● **TASK GOAL**: Up to and including the line with "rough mask: <svg", return every line from the start of the entries below exactly.

● **LISTED RECORDS**:

┌────────

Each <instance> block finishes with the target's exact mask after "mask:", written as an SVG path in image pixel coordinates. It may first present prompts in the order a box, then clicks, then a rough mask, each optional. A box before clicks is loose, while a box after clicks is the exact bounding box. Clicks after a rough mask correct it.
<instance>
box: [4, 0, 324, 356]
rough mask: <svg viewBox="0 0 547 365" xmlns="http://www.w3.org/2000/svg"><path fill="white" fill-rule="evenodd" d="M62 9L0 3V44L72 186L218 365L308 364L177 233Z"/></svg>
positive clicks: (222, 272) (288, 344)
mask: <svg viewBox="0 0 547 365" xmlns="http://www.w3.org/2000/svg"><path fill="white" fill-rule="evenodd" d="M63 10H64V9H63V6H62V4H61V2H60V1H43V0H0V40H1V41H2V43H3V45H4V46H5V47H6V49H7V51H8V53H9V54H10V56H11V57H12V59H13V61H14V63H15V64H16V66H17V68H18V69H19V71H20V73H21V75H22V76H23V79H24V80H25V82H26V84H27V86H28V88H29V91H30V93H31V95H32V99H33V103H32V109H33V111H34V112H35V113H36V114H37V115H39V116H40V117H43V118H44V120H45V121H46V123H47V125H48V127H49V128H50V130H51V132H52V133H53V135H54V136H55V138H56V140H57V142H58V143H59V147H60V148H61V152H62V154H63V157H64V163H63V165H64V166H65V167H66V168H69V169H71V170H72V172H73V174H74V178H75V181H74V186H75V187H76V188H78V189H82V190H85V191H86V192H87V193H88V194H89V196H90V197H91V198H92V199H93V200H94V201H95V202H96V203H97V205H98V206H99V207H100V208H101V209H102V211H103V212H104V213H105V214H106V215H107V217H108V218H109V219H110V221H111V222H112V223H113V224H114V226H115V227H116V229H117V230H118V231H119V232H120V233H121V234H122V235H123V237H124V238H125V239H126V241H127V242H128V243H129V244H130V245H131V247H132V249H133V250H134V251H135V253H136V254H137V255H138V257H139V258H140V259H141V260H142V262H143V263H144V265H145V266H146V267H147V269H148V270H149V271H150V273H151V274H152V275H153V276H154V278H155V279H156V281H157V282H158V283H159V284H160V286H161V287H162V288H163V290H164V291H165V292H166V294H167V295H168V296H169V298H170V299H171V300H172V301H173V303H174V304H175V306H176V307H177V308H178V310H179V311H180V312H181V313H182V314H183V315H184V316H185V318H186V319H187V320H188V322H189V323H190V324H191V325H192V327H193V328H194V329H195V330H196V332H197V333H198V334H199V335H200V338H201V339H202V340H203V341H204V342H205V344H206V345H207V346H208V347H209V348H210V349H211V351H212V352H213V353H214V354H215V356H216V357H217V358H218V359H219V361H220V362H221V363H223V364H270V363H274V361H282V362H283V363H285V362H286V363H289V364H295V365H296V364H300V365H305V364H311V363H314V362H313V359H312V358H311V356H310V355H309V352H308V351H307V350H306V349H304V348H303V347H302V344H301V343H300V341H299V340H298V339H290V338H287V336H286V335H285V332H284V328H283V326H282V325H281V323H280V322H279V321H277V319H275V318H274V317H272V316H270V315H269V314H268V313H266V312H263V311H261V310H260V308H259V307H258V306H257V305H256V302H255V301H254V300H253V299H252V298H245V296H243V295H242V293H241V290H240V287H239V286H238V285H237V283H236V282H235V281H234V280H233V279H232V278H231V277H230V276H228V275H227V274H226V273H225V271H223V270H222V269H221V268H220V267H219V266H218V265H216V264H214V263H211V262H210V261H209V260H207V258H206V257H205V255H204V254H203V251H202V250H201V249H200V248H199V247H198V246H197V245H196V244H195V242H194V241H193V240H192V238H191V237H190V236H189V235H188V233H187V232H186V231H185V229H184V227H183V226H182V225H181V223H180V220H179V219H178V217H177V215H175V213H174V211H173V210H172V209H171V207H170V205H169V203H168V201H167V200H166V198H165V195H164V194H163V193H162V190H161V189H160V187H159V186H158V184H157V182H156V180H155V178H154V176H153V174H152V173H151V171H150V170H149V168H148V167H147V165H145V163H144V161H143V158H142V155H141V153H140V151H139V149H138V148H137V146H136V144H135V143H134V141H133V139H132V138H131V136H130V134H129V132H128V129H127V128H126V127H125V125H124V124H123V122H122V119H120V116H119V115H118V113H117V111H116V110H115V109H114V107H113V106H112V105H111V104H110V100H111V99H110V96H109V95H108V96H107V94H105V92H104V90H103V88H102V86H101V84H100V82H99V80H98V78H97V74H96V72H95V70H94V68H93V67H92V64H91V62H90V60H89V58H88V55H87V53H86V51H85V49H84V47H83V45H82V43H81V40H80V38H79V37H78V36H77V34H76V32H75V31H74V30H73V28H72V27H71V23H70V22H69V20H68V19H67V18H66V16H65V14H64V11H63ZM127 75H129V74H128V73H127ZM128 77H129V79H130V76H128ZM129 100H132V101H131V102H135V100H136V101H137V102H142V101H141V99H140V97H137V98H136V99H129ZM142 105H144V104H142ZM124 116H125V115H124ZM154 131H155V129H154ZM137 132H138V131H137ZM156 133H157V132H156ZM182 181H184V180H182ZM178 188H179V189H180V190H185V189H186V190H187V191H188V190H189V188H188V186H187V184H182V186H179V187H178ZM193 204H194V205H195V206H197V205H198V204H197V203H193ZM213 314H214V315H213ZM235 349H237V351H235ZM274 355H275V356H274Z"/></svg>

└────────

● **EXERCISE RESULT**:
Each <instance> block finishes with the target's exact mask after "mask:", written as an SVG path in image pixel coordinates. It may first present prompts in the order a box, then clicks, then a rough mask, each optional. A box before clicks is loose, while a box after clicks is the exact bounding box. Clicks after a rough mask correct it.
<instance>
box: [4, 0, 324, 356]
rough mask: <svg viewBox="0 0 547 365" xmlns="http://www.w3.org/2000/svg"><path fill="white" fill-rule="evenodd" d="M62 9L0 3V44L72 186L218 365L308 364L177 233Z"/></svg>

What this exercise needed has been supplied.